Quote the records below in full, exactly as given, with the images taken out.

_Provided entries_
___

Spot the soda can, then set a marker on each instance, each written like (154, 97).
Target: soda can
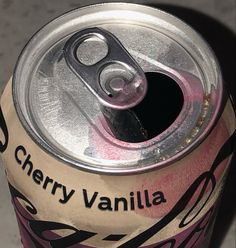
(116, 131)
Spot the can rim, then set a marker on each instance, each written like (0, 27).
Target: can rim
(83, 166)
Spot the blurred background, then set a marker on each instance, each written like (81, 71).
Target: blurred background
(214, 19)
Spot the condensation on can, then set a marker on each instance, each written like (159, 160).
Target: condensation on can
(72, 182)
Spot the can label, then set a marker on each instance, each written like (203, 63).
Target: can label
(61, 206)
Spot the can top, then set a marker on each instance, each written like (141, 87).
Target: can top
(64, 116)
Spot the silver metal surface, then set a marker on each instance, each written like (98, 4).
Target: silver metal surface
(64, 117)
(115, 78)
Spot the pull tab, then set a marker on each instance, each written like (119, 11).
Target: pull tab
(116, 80)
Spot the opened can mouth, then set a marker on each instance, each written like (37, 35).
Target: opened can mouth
(63, 113)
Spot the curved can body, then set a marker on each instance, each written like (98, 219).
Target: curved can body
(73, 181)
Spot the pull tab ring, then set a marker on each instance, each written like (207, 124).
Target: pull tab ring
(116, 80)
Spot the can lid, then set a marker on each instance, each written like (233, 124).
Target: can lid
(66, 118)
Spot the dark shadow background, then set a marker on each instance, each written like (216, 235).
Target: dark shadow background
(223, 42)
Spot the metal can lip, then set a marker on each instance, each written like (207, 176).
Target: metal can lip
(136, 166)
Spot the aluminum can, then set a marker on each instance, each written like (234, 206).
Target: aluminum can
(91, 165)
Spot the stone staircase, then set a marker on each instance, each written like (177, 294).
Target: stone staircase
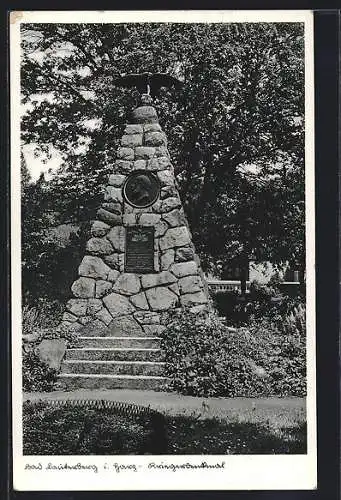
(129, 362)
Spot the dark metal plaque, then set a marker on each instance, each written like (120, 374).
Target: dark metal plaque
(139, 256)
(141, 189)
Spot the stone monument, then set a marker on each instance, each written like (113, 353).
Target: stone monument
(139, 262)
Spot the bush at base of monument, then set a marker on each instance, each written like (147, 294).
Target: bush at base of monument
(206, 358)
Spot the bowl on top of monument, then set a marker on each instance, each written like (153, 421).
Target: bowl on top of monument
(141, 189)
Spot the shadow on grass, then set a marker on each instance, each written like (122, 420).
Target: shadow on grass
(90, 431)
(212, 436)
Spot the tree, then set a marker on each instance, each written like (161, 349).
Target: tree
(241, 111)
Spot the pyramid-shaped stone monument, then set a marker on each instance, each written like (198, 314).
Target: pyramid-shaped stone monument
(139, 262)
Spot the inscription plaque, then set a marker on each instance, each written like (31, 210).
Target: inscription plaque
(139, 254)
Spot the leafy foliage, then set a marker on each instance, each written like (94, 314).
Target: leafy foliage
(71, 430)
(206, 358)
(235, 132)
(36, 375)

___

_Task response_
Spot the soda can, then set a marker on each instance, each written like (154, 97).
Target: soda can
(116, 131)
Spot the can rim, then set a marker on each instance, each written like (0, 27).
Target: can rim
(83, 166)
Spot the blurred background, then set a marker on each instance, each written like (81, 71).
Target: blurred background
(214, 19)
Spot the condensation on can, then set a marker on each instance, each written like (159, 160).
Target: condensation on can
(72, 182)
Spot the can label, then set a marker on each instance, each written like (203, 63).
Target: can label
(61, 206)
Spot the can top, then set a marker on each instance, each written like (141, 87).
Target: can top
(64, 116)
Spot the silver metal surface, then set a marker on each instance, each written like (98, 4).
Target: silver metal surface
(64, 117)
(115, 78)
Spot the pull tab, then set a marker on each instance, each written like (119, 11).
Target: pull tab
(116, 80)
Spot the opened can mouth, then set a marker on each instance, each written like (37, 35).
Target: opened can mouth
(63, 113)
Spot the curved can body, then set a marker on each instance, each written like (98, 219).
Target: curved can body
(73, 181)
Spot the pull tab ring, then set a marker on each instance, each written like (207, 124).
Target: pull tab ring
(116, 80)
Spot the can lid, then set a marker on each instance, each written like (233, 124).
Target: can lid
(66, 118)
Spot the dark shadow background, then set a marker on each instance, each written like (216, 235).
Target: dark shadow background
(223, 42)
Spot the metal can lip, then set a marker on each instance, each written like (207, 176).
Target: metal can lip
(136, 166)
Spot the aluminum can, then set a marker on each instance, each written like (234, 206).
Target: aluminum can
(91, 165)
Spot the stone staircase, then set a marker on each instance, each written like (177, 294).
Target: stone staircase
(129, 362)
Spot the dark metal plaque, then set a marker on each instance, each written like (120, 374).
Target: dark metal plaque
(139, 256)
(141, 189)
Spot the stone monument, then set a marker on each instance, each written like (113, 353).
Target: stone monument
(139, 262)
Spot the bush at base of monument, then set a marker on each instance, each written like (147, 294).
Target: bush at base of monument
(206, 358)
Spot the bowl on top of monument, then set a marker on each instance, each written like (153, 421).
Target: bowl on top of monument
(141, 189)
Spot the shadow on grass, then set a marker on each instance, each written like (122, 420).
Target: shadow on grass
(90, 431)
(212, 436)
Spot the tree, then set a marker on each instance, each written like (161, 349).
Target: tree
(241, 111)
Spot the pyramid-shaped stone monument, then set a marker on each instance, each written like (198, 314).
Target: pyramid-shaped stone monument
(139, 262)
Spot the inscription plaque, then set a marker on each instance, each written like (31, 210).
Target: inscription plaque
(139, 254)
Spot the leafy foliage, then set a marker on each instance, each written like (94, 314).
Target: leafy foliage
(71, 430)
(206, 358)
(235, 132)
(36, 375)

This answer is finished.